Please reproduce the entire text on the 2006 Cambodian Senate election below, word for word.

Reading text ->
───
2006 Cambodian Senate election
- 57 of the 61 seats in the Senate 29 seats needed for a majority
- Turnout: 97.24%
- This lists parties that won seats. See the complete results below.
| Party |  | Leader | Vote % | Seats | +/– |
|  | CPP | Chea Sim | 69.19 | 45 | +14 |
|  | FUNCINPEC | Norodom Ranariddh | 20.44 | 10 | −11 |
|  | SRP | Sam Rainsy | 10.26 | 2 | −5 |
|  | Independent | - | - | 4 | +2 |
- Results by Region
| President of the Senate before | President of the Senate after |
| Chea Sim CPP | Chea Sim CPP |

= 2006 Cambodian Senate election =

Senate elections were held in Cambodia on 22 January 2006 to elect 57 of the 61 Senators of Cambodia. The result was a victory for the Cambodian People's Party which won 45 seats. The FUNCINPEC Party won 10 seats, and the Sam Rainsy Party won 2 seats. This is the first Senate election in Cambodia since previous Senators were appointed by Parliament and the King.
───
Raw data ->
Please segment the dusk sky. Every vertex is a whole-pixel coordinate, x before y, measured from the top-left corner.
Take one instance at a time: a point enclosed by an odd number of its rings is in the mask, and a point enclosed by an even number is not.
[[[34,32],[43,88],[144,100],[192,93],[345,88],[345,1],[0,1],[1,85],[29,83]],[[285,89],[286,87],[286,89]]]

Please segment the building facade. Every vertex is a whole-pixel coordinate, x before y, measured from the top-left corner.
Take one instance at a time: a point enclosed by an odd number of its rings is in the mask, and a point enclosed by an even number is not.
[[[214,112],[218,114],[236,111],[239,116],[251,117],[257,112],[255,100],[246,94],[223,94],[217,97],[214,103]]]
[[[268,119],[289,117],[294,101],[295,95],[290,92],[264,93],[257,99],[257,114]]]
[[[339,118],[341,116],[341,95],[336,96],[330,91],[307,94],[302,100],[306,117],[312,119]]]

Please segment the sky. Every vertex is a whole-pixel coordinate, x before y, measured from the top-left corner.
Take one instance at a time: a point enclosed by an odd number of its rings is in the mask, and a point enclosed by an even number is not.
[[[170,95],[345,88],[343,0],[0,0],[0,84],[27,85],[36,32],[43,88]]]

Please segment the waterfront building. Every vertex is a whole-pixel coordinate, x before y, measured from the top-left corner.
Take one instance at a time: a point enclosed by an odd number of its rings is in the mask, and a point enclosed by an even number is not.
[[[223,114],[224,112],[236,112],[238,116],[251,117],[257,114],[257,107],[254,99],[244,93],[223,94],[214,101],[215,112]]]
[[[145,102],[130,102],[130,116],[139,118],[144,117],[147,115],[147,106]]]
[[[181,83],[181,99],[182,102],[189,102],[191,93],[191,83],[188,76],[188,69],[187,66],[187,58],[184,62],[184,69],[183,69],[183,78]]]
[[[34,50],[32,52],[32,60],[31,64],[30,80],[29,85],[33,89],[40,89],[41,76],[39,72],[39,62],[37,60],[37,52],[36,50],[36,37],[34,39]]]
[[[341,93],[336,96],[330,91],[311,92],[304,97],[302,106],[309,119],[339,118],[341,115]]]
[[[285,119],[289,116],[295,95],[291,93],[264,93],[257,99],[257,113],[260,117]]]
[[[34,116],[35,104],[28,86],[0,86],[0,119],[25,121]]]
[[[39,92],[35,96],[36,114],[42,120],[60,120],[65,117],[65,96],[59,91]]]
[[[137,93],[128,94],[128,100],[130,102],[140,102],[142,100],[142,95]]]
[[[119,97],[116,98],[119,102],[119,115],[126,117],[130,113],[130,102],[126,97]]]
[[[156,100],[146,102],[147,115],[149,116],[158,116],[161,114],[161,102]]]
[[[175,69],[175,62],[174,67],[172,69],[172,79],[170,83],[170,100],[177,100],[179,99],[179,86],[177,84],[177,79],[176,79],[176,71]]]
───
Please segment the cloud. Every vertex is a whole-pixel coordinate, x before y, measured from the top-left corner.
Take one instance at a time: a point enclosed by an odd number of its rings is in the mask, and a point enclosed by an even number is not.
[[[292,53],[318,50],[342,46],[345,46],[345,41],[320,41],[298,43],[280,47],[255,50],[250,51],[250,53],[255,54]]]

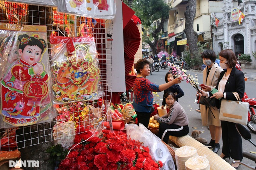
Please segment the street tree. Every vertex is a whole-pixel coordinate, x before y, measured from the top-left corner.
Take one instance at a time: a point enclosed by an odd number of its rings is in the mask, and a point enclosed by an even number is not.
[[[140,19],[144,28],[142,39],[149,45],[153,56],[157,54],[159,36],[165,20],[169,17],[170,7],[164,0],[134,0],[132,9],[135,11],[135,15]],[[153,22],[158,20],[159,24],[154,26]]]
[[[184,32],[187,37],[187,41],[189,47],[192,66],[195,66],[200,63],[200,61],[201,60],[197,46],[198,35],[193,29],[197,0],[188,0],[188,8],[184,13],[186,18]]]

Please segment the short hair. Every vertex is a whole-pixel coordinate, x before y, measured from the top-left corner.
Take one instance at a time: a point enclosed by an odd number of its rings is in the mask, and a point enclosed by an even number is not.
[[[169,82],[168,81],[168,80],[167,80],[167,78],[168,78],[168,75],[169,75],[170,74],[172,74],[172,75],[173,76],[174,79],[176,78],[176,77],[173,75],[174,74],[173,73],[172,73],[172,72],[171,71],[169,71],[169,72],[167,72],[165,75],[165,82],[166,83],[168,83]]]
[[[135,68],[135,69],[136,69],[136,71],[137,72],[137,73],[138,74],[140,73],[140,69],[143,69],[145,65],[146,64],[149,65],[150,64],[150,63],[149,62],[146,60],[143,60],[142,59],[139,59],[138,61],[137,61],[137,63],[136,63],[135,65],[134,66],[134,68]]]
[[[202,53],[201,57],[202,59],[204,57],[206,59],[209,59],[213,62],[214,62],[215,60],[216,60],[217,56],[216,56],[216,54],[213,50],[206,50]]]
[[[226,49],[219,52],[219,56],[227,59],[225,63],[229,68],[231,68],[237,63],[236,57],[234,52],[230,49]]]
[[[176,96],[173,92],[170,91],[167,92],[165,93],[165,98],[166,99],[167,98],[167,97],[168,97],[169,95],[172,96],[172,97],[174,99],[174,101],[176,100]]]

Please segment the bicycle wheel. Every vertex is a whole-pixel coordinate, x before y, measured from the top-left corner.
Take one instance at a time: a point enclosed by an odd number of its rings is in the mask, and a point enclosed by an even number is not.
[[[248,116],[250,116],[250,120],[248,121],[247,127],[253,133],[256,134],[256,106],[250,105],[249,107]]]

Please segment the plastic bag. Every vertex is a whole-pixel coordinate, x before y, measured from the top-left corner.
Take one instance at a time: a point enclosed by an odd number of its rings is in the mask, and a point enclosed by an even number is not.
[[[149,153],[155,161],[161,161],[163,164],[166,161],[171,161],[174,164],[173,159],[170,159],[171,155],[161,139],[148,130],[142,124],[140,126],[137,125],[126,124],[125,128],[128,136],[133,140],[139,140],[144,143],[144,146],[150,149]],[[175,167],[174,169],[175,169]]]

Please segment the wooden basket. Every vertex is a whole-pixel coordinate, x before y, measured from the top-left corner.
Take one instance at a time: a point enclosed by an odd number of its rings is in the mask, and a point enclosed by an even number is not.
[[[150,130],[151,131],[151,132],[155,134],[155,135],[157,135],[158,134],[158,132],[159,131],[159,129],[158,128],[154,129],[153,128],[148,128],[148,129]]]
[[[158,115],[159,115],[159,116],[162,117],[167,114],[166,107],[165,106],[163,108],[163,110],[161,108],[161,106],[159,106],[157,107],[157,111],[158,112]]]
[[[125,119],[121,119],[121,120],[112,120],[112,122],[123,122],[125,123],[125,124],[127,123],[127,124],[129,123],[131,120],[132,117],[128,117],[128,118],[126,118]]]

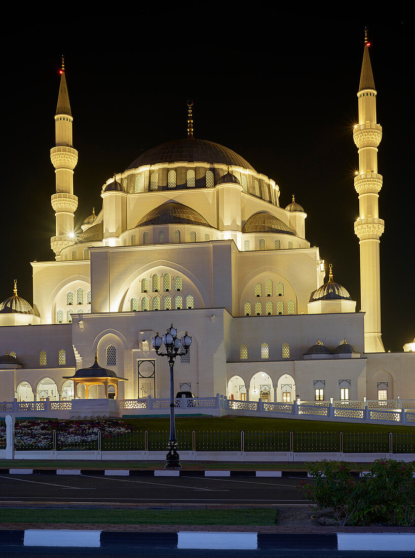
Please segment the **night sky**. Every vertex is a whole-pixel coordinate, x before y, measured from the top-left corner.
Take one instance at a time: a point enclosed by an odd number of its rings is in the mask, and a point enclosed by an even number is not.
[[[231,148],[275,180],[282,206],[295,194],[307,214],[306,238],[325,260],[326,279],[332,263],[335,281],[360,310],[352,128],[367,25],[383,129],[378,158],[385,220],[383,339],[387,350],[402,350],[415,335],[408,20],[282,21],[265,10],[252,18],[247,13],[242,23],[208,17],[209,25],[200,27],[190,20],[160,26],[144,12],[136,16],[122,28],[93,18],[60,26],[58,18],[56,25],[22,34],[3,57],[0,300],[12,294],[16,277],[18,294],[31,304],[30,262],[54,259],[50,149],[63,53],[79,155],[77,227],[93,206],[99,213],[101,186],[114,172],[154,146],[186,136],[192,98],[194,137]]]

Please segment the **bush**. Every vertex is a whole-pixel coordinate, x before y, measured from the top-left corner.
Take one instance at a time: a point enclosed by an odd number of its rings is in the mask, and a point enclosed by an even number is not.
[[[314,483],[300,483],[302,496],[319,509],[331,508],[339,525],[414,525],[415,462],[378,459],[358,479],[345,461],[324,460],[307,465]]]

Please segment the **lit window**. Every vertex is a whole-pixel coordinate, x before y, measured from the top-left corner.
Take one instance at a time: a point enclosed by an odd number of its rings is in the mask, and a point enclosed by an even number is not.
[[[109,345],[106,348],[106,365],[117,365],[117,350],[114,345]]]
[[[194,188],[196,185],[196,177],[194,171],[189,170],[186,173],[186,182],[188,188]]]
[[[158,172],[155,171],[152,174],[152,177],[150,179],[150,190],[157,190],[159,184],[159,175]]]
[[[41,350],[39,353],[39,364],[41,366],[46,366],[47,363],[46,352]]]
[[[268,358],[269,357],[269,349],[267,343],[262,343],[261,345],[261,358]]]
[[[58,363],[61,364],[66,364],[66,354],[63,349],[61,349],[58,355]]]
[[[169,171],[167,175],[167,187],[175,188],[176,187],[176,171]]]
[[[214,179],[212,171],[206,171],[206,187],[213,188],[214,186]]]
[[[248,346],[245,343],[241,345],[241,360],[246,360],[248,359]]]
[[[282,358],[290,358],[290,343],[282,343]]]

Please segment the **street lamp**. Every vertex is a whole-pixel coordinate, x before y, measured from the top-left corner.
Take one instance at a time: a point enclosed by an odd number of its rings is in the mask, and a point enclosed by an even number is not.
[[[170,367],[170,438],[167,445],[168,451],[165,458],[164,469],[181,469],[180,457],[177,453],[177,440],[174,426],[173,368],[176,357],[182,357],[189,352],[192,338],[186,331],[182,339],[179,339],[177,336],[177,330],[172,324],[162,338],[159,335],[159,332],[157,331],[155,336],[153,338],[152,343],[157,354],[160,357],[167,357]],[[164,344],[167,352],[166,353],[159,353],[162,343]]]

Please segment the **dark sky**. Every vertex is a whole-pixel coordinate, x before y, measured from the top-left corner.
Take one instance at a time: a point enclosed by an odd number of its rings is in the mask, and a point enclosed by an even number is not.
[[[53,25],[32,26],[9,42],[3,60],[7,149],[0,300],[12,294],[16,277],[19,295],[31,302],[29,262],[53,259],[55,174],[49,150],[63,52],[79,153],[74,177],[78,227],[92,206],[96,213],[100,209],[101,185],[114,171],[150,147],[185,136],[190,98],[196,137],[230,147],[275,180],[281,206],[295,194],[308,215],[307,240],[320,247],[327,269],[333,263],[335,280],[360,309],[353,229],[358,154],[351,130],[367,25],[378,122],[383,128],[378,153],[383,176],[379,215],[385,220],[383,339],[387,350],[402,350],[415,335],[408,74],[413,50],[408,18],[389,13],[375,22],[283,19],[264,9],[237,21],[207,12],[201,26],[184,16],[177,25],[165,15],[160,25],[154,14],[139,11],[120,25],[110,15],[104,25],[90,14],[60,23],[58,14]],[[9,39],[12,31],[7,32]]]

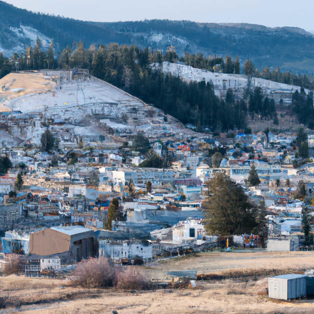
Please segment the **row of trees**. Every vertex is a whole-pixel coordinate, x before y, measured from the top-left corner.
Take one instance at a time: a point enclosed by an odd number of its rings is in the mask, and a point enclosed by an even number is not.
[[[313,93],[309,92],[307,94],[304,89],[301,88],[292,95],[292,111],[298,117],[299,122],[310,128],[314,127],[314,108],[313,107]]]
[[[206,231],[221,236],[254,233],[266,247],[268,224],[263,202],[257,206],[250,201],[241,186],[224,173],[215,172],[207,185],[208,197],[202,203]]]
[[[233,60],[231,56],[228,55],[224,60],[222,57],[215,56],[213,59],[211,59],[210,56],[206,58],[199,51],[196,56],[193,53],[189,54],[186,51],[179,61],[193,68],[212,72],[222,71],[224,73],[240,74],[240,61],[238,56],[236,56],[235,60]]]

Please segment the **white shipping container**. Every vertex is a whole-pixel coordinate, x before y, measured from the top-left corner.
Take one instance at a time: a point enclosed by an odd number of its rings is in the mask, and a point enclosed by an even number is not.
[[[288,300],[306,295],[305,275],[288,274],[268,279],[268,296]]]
───
Written answer ->
2006 Cambodian Senate election
- 57 of the 61 seats in the Senate 29 seats needed for a majority
- Turnout: 97.24%
- This lists parties that won seats. See the complete results below.
| Party |  | Leader | Vote % | Seats | +/– |
|  | CPP | Chea Sim | 69.19 | 45 | +14 |
|  | FUNCINPEC | Norodom Ranariddh | 20.44 | 10 | −11 |
|  | SRP | Sam Rainsy | 10.26 | 2 | −5 |
|  | Independent | - | - | 4 | +2 |
- Results by Region
| President of the Senate before | President of the Senate after |
| Chea Sim CPP | Chea Sim CPP |

= 2006 Cambodian Senate election =

Senate elections were held in Cambodia on 22 January 2006 to elect 57 of the 61 Senators of Cambodia. The result was a victory for the Cambodian People's Party which won 45 seats. The FUNCINPEC Party won 10 seats, and the Sam Rainsy Party won 2 seats. This is the first Senate election in Cambodia since previous Senators were appointed by Parliament and the King.